• [Objective 1] In the comments on art and architecture, the second comment says it is not proposing an intellectual connection between which two people?

I'm just starting my own investigation of these ideas, god forbid they teach this in architecture school, so I can't yet expound fluently yet. But that's the beauty of being done with school and having free time.
good points and interesting articles. but what about vito acconci? he kind of throws that last article through a whole other loop, doesn't he? (not that i'm proposing an intellectual connection between vito acconci and michael maltzan...)
I've noticed that when it comes to art about architecture and architecture as art, it is the artists who definitely aren’t spending a lot of energy claiming or defending that art can be architecture, while in contrast it is the architects who take such a position that have their work cut out in defending and promoting this idea to their audience, including themselves, pretty much endlessly. This endless defense and promotion can manifest in a variety of ways, such as exhibitions (sometimes even at a museum!), articles in scholarly journals , conferences (some where the philosopher doesn’t bother to show up but the architect does), etc. I think ultimately that the artist, by the terms of their craft or practice or whatever, has a discplinary leverage in such a situation and can be clever in exploiting this occurence of endless defense and seeing it clearly for what this 'extra' activity might mean. (see dan graham and his use of his architectural models as propaganda for getting more commissions to build more models)

• [Objective 2] Count the lines in the rows below that contain the string "plate", treating uppercase and lowercase letters as different, and give only the number.

• [Data provided]
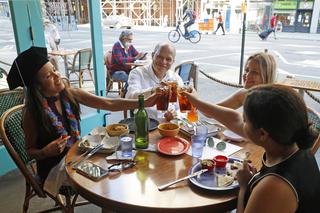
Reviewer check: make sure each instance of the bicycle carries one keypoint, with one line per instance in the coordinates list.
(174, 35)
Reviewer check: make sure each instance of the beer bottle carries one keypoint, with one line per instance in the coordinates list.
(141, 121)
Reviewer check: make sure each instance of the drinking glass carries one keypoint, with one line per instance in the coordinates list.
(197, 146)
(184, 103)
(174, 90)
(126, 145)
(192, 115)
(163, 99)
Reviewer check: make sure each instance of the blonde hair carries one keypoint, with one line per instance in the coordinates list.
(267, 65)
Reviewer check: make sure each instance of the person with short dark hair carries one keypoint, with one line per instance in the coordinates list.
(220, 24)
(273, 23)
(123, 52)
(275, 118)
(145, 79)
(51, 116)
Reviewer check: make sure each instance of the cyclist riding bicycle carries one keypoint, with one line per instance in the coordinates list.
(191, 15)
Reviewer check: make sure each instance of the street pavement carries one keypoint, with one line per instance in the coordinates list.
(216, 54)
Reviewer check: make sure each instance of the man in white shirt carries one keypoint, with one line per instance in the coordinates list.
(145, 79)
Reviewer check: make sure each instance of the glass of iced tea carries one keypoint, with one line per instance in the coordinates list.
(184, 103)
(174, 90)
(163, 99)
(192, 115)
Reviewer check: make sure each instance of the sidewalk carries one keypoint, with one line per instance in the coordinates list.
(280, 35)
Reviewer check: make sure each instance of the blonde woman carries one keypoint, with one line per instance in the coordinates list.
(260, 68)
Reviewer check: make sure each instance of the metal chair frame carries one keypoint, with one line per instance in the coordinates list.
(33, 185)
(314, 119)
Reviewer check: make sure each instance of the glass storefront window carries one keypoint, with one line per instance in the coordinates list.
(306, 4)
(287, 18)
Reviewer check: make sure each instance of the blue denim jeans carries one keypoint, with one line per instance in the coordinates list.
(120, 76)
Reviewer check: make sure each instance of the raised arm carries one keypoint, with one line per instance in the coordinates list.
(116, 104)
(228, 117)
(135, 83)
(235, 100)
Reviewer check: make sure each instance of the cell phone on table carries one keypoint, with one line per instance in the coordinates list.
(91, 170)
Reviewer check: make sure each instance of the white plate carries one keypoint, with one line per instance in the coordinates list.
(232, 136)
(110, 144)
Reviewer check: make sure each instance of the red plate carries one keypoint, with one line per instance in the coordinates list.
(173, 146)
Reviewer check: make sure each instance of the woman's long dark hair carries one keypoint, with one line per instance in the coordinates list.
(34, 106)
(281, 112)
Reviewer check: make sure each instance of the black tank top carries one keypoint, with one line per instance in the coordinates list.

* * *

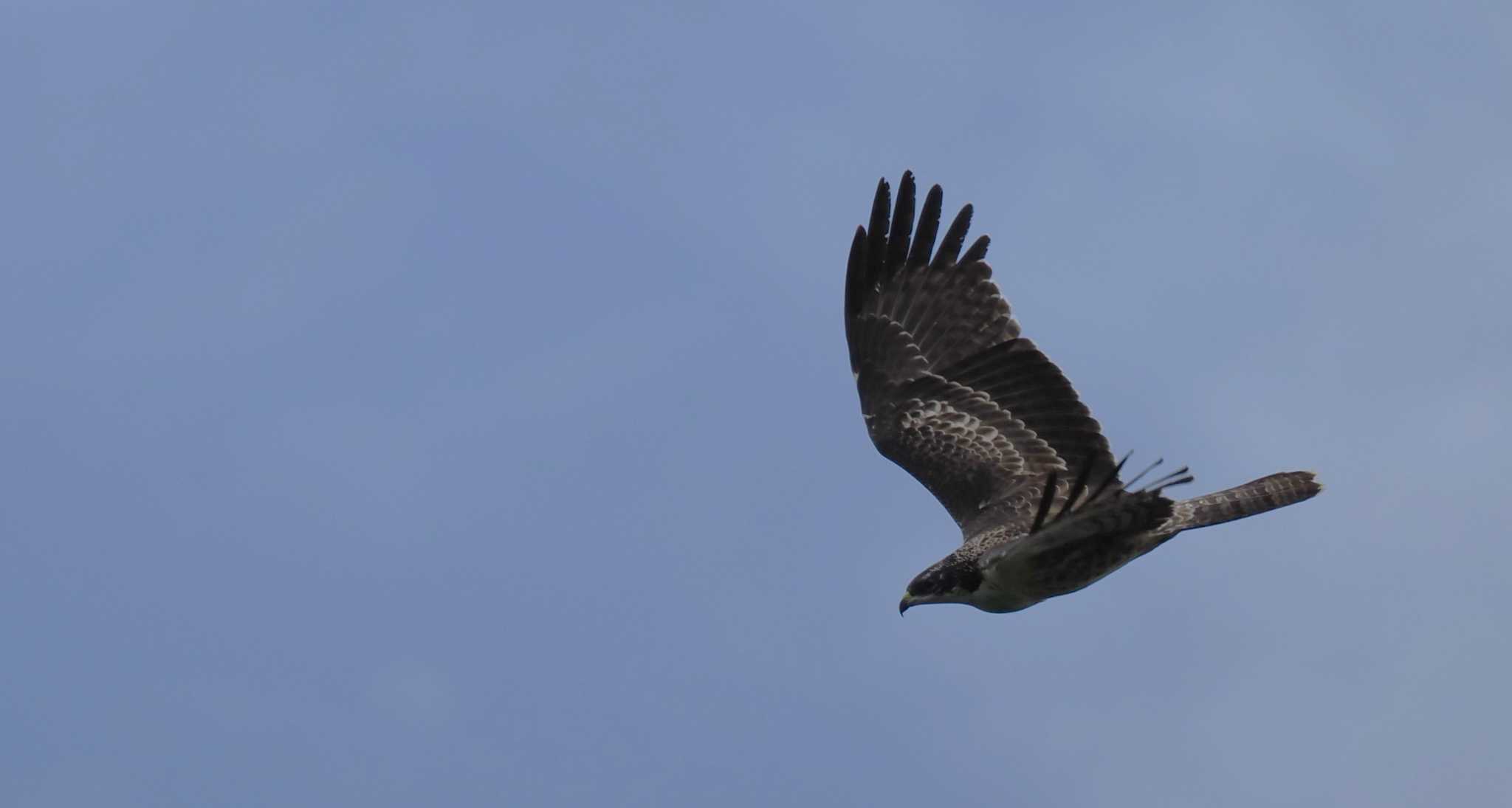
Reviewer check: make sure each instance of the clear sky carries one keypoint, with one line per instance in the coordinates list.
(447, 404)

* * *

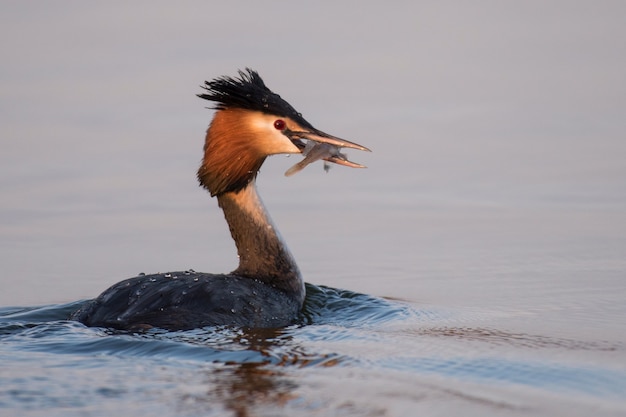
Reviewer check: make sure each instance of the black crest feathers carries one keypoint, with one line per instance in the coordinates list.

• [Final answer 1] vito acconci and michael maltzan

• [Final answer 2] 2